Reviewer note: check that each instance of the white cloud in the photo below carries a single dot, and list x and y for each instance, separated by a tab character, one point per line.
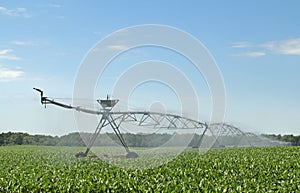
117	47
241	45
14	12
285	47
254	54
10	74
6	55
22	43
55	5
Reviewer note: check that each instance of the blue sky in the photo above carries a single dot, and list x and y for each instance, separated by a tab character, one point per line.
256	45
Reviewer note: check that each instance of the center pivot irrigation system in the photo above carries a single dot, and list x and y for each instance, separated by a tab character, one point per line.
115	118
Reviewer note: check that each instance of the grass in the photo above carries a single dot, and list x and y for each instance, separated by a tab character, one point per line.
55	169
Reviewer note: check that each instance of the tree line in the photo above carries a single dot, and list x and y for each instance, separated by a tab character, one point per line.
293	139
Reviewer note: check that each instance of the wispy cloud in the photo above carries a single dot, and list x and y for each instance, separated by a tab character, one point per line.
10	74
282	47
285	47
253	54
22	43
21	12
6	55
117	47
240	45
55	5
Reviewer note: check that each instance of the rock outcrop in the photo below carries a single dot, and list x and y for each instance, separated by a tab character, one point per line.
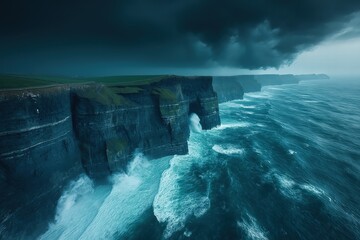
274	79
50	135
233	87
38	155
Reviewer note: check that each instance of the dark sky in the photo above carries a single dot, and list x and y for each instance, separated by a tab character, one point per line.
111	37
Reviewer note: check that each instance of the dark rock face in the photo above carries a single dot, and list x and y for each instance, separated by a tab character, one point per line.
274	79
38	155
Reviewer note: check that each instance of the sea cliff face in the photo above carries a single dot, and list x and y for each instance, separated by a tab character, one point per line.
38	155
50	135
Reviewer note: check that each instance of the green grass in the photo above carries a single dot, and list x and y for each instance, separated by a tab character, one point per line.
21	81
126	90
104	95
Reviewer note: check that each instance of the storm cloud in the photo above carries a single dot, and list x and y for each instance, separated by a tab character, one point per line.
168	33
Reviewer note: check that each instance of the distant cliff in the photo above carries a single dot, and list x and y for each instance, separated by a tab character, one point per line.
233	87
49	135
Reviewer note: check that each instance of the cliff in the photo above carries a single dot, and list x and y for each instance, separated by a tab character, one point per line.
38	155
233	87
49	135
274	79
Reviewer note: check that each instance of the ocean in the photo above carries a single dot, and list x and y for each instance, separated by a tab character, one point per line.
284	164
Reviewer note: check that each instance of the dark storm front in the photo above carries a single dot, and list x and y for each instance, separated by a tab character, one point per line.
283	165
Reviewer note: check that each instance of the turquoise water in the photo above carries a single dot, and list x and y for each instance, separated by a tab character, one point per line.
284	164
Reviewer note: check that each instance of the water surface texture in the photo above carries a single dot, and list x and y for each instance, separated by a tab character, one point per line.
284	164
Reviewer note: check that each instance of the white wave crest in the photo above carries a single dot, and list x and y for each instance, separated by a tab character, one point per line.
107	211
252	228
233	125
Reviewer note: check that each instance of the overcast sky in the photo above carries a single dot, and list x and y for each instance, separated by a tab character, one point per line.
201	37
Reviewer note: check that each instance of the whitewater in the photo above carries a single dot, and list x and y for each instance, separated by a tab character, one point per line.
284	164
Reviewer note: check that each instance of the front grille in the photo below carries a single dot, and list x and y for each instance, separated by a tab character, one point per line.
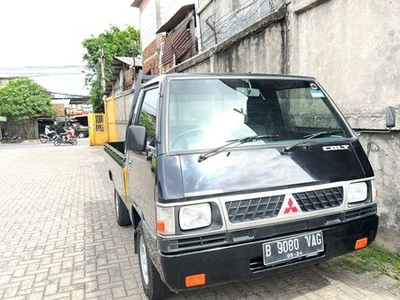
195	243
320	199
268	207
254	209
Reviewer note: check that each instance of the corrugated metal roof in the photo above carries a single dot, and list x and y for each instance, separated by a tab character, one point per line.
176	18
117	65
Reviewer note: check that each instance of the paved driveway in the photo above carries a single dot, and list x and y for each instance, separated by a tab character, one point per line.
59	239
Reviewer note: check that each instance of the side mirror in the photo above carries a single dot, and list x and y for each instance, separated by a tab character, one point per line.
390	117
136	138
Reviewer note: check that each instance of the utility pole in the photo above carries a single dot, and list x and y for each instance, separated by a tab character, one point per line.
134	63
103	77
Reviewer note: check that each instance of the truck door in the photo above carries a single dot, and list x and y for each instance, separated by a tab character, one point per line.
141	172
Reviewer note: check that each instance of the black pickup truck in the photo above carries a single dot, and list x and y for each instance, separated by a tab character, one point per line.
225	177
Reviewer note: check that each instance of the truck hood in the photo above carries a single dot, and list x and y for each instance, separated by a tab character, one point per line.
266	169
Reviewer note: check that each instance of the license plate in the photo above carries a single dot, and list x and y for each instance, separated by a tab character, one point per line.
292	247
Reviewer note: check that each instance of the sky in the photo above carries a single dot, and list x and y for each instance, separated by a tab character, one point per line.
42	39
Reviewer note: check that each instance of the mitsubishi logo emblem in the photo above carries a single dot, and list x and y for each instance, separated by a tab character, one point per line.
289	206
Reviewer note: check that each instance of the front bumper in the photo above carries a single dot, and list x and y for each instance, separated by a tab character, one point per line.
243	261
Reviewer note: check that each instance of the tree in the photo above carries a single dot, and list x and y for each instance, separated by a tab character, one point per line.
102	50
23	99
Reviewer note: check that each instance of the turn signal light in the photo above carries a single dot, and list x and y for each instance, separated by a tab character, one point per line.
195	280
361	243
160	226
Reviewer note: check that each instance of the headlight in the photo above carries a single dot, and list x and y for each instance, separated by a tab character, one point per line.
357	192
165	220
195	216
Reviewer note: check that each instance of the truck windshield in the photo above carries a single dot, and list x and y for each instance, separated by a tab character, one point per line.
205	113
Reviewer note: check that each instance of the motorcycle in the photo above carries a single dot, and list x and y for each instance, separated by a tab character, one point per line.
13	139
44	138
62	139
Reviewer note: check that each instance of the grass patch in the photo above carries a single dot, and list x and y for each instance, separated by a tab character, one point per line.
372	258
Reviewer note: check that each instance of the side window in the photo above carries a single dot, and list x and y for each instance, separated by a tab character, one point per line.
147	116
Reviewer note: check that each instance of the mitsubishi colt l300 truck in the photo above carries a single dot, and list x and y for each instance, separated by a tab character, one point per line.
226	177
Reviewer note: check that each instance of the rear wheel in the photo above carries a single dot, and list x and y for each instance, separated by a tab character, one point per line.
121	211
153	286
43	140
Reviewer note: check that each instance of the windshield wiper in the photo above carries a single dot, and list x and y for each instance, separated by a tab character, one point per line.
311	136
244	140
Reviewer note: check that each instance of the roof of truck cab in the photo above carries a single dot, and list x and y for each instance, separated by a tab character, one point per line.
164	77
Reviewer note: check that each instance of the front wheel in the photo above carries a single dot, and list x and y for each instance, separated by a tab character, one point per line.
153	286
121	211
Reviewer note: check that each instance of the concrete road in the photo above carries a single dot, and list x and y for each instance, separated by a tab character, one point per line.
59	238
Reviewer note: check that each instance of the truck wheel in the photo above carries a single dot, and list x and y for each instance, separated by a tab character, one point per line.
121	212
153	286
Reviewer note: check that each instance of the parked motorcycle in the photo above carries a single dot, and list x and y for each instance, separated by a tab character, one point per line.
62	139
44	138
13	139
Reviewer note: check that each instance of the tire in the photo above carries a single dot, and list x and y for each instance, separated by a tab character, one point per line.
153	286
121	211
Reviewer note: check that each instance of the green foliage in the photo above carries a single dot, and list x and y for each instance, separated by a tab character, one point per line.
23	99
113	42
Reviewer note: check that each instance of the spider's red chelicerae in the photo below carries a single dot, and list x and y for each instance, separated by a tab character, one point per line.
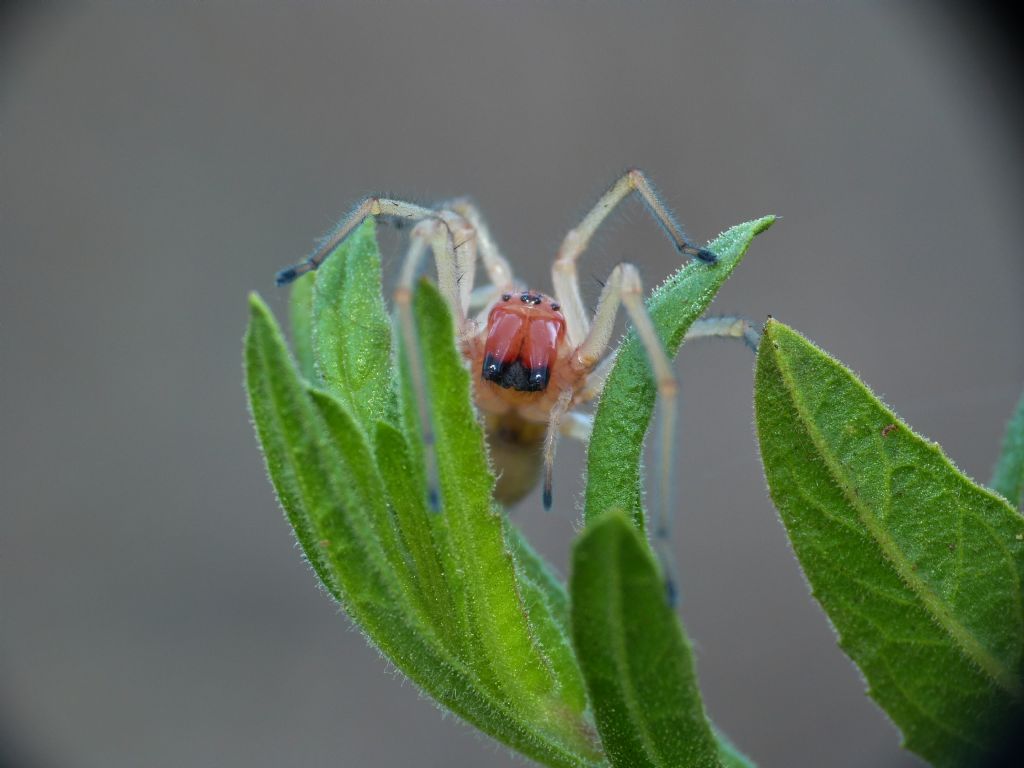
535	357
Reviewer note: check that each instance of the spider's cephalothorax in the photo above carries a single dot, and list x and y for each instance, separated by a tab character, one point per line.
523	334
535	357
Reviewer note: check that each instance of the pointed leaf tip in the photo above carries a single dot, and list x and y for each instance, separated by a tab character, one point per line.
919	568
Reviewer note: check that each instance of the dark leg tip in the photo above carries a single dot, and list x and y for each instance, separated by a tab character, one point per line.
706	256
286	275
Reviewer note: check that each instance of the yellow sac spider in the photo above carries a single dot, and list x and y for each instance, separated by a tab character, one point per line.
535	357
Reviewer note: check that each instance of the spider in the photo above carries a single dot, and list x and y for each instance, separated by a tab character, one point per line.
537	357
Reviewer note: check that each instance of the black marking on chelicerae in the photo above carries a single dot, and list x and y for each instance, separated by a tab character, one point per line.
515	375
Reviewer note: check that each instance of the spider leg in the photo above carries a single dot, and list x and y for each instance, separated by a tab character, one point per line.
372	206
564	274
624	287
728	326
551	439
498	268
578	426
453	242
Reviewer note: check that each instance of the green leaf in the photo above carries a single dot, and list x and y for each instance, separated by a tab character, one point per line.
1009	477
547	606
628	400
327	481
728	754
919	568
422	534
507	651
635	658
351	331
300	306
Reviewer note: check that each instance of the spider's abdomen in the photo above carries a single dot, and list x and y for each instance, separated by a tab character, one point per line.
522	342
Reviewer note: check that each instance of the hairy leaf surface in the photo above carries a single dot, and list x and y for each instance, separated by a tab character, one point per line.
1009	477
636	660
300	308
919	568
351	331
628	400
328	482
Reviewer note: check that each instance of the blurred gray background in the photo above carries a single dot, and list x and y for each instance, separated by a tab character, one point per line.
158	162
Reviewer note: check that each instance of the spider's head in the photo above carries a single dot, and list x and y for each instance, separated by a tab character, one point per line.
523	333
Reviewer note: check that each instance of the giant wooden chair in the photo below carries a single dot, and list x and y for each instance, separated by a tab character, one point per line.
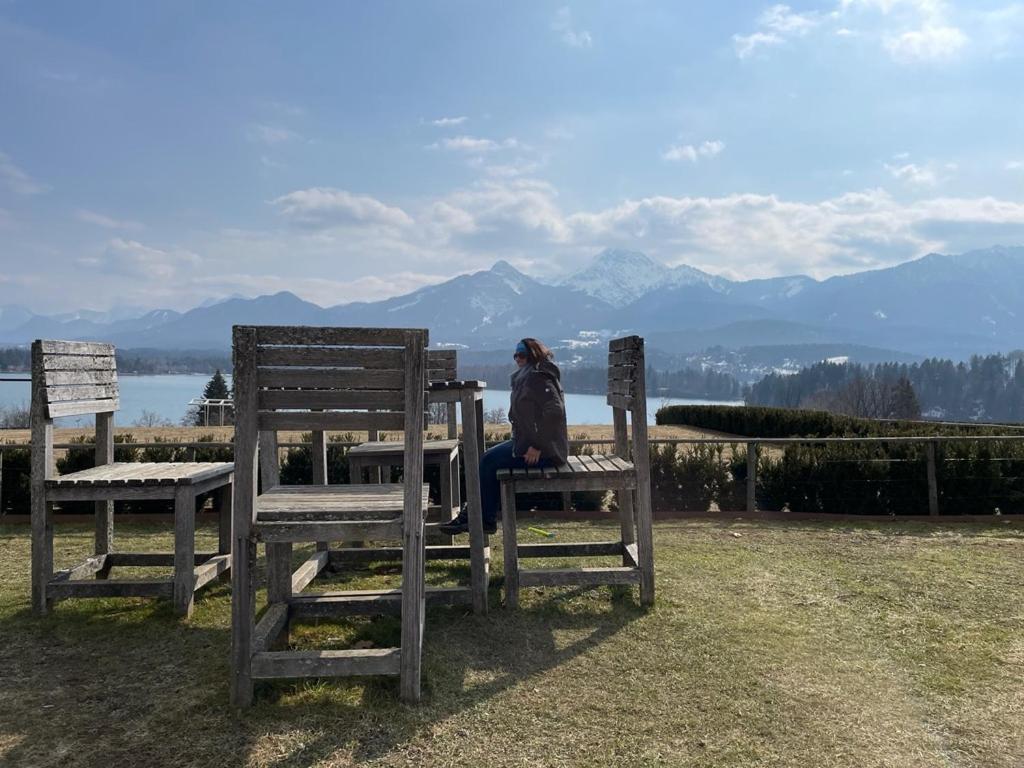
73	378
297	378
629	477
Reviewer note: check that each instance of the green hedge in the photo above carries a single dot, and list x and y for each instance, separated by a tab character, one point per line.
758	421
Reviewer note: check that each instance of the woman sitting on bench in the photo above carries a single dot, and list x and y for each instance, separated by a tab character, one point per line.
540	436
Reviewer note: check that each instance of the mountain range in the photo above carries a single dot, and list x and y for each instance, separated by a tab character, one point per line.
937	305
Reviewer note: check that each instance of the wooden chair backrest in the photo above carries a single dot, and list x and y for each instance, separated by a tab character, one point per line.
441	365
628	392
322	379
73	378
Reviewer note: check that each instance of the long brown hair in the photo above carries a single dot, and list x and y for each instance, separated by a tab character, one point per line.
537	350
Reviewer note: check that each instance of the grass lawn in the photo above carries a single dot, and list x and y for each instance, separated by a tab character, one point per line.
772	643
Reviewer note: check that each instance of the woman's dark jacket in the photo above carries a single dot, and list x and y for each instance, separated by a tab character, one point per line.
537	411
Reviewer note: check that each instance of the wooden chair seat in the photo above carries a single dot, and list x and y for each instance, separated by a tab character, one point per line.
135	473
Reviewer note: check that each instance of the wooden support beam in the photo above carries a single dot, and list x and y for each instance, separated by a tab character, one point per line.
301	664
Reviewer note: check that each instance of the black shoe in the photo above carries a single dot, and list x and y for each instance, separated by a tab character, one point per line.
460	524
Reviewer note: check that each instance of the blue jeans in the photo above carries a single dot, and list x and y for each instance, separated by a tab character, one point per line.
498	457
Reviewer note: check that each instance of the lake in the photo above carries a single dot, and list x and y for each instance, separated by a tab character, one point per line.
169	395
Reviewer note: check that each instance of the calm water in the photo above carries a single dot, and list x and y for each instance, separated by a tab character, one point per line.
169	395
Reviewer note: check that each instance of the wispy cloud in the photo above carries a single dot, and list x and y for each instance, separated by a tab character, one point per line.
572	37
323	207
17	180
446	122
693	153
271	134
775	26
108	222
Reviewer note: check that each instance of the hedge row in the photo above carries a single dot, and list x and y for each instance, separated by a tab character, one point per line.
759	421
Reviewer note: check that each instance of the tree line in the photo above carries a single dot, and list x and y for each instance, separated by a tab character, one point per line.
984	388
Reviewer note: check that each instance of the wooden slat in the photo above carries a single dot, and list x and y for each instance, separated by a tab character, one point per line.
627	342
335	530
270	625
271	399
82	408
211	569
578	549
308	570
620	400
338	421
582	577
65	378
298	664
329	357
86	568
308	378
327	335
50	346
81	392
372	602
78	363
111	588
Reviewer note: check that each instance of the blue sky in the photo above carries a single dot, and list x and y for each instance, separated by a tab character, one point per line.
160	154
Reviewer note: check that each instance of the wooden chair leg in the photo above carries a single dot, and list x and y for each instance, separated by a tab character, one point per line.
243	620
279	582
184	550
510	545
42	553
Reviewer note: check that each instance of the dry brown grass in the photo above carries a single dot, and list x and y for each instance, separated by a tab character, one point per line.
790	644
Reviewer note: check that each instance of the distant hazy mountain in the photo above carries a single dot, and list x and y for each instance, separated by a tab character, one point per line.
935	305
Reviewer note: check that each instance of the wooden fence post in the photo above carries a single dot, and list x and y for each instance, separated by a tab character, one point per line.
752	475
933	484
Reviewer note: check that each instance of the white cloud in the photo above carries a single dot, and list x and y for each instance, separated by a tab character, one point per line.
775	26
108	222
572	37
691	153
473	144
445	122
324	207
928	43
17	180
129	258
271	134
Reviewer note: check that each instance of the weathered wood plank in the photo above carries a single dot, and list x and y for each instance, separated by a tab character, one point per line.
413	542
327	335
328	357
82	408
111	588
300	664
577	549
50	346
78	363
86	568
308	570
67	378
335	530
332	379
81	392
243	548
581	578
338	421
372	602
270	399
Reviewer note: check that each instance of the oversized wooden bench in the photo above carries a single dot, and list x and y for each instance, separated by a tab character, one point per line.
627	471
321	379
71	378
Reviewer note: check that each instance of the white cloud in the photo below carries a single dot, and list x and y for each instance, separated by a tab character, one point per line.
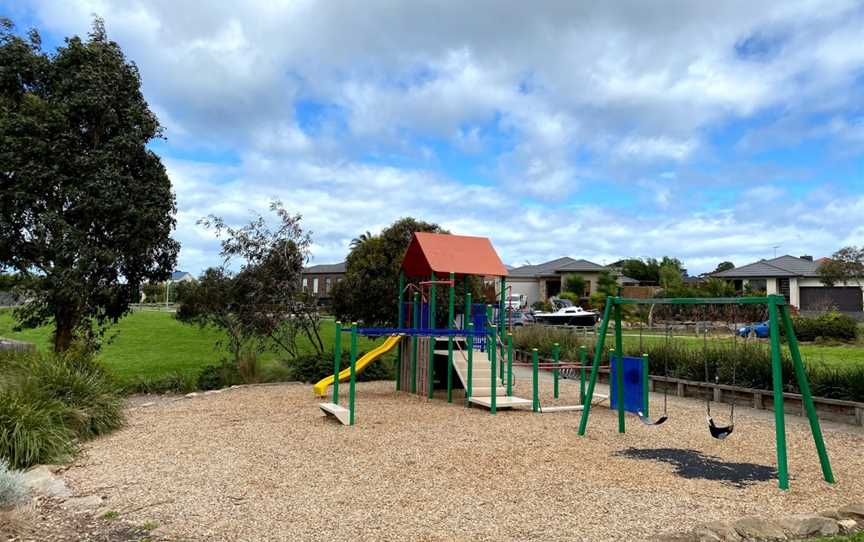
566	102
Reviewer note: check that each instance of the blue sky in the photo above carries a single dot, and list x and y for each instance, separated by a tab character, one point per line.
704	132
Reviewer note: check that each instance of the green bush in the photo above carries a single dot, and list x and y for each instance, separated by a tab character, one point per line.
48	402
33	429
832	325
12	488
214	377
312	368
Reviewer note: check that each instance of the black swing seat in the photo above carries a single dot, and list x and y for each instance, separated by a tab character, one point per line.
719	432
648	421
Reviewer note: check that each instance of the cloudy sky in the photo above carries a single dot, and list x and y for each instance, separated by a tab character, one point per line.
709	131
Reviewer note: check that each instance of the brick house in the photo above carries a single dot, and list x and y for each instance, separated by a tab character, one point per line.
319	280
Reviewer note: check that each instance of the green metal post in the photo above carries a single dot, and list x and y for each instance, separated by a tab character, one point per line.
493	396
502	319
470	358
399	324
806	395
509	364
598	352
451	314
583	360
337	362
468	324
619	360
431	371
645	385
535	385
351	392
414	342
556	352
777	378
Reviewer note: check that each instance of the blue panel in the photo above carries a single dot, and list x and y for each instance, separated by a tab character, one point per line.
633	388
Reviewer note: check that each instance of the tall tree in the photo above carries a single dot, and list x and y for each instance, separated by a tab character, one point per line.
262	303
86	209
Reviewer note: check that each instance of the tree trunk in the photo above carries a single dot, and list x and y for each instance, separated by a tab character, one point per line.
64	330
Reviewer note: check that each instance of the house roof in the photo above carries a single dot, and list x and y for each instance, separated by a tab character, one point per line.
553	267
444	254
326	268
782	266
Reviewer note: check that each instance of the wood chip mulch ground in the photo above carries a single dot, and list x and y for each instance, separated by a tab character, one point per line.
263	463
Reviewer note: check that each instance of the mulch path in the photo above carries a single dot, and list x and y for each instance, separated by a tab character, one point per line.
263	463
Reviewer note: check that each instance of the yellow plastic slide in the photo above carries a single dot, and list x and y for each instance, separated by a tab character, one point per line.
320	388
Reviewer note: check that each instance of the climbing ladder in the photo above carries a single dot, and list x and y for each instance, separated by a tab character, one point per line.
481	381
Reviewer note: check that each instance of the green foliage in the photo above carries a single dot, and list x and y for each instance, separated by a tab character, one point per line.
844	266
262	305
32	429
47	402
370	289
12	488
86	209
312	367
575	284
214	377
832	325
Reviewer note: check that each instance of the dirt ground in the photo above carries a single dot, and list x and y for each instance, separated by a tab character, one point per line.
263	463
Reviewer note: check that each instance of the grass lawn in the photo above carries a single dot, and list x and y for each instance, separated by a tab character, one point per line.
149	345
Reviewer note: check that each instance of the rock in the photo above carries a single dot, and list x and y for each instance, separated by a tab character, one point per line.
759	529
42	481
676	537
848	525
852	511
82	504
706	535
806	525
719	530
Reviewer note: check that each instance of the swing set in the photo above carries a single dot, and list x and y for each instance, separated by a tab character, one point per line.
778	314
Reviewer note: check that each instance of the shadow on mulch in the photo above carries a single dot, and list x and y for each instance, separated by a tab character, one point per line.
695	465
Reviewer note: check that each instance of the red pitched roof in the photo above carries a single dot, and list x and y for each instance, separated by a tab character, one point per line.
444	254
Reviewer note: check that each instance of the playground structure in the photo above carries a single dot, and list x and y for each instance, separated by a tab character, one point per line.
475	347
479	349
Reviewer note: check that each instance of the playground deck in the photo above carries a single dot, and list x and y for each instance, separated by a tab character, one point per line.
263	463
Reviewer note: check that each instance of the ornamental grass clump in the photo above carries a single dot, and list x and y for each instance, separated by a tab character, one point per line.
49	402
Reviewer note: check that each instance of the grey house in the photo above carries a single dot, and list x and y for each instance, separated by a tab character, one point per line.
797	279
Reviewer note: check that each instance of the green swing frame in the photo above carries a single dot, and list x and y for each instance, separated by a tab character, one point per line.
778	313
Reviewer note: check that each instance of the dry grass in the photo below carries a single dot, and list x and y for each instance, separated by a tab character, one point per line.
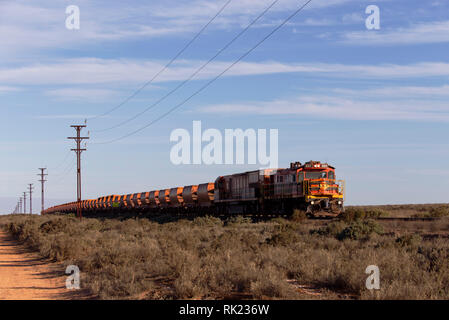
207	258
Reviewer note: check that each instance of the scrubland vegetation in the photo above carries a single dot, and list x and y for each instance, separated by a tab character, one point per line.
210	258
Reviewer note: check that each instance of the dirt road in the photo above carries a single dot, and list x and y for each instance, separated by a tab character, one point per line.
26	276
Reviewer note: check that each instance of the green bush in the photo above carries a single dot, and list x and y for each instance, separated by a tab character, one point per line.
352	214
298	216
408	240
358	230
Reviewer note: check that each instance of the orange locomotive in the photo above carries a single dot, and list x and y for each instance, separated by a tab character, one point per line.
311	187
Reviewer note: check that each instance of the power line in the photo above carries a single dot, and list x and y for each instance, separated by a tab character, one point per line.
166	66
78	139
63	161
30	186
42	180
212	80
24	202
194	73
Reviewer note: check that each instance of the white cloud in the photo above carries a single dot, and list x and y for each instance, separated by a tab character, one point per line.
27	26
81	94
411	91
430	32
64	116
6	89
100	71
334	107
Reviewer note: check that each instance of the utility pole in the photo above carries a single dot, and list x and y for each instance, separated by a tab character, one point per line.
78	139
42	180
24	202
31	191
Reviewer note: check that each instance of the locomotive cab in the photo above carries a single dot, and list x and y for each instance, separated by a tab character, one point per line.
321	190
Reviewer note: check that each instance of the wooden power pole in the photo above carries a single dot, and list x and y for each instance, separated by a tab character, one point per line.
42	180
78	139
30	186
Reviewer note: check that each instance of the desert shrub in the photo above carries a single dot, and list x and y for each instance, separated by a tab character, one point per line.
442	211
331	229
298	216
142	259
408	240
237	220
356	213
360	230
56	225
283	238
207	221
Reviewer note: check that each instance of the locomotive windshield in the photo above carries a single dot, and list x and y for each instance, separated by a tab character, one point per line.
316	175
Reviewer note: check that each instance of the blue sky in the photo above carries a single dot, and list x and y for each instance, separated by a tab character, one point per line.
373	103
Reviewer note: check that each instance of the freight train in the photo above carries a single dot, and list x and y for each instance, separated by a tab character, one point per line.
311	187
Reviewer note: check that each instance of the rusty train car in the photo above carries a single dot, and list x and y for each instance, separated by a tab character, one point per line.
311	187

(Short exercise) Restate word for word the lines from the one holding "Reviewer note: check that each instance of the desert" to the end of the listing, both ends included, and nothing more.

(Answer to this task)
Reviewer note: check that each instance of the desert shrub in the photo above carries a single dot, and list x and y for each instance, separated by a tab character, one point per line.
442	211
331	229
298	216
142	259
408	240
237	220
356	213
360	230
56	225
283	238
207	221
Reviewer note: check that each instance of the locomotive windshield in the photo above carries a single dot, and list x and y for each instance, separated by a tab character, one point per line.
316	175
Reviewer note: check that each instance of the blue sky in the photo above carries a single dot, and list x and y for each instance, separated by a tab character, one point per line.
373	103
Reviewer note: check that each instance of the freight train in the photo above carries a single dot, and list x and y for each instance, separated by a tab character, one point per line.
311	187
Reviewer note: check that each instance of the rusty train car in the photo above carries a single dot, and list x and y for each instance, separated by a tab character, one point per line.
311	187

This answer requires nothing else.